## Text shown

☆ ☆ ☆ ☆ ☆ ☆ ☆

Our new blue passports will be produced in Poland — we must bring the contract back to the UK
We must act with immediacy not just to protect good local jobs, but to safeguard our economy and strengthen our place in a rapidly changing world. The staff of De La Rue Gateshead deserve no less, says Liz Twist MP | Credit: PA Images
4 min read
While some people celebrate a return to a blue passport, staff in Gateshead mourn the loss of skilled, quality jobs.
Next year marks 200 years since the pioneering printer, Thomas de la Rue, set up his first printing press in England. The company innovated and grew throughout the 19th and 20th centuries, with a number of plants in operation across the country and the largest printer of currency in the world.
De La Rue plc was, and is, a global brand, and their workers have been trusted by governments around the world and here at home to print their cash and produce their identity documents, including passports.
The company is now facing difficult times.
The UK government’s decision in 2018 to award the contract for producing UK passports to the French-Dutch firm Gemalto meant the loss of 200 jobs from the site, with the remaining 80 on the passport production line set to go this month.

☆ ☆ ☆ ☆ ☆ ☆ ☆

Dataset excerpts
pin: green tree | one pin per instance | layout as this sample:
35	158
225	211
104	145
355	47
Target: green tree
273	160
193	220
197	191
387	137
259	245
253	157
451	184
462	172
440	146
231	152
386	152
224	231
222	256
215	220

☆ ☆ ☆ ☆ ☆ ☆ ☆

## Problems and tasks
1 > Quote the article on passport production starting with "Next year marks" and going on through "in the world.".
2 > Answer these questions using the article on passport production:
(a) Where are staff said to mourn the loss of skilled, quality jobs?
(b) What two things does the article say governments have trusted De La Rue workers to do?
(c) To which firm did the UK government award the contract for producing UK passports in 2018?
The material has no connection to the article on passport production.

## Responses for each task
1 >
Next year marks 200 years since the pioneering printer, Thomas de la Rue, set up his first printing press in England. The company innovated and grew throughout the 19th and 20th centuries, with a number of plants in operation across the country and the largest printer of currency in the world.

2 >
(a) Gateshead
(b) Print their cash and produce their identity documents, including passports
(c) Gemalto, a French-Dutch firm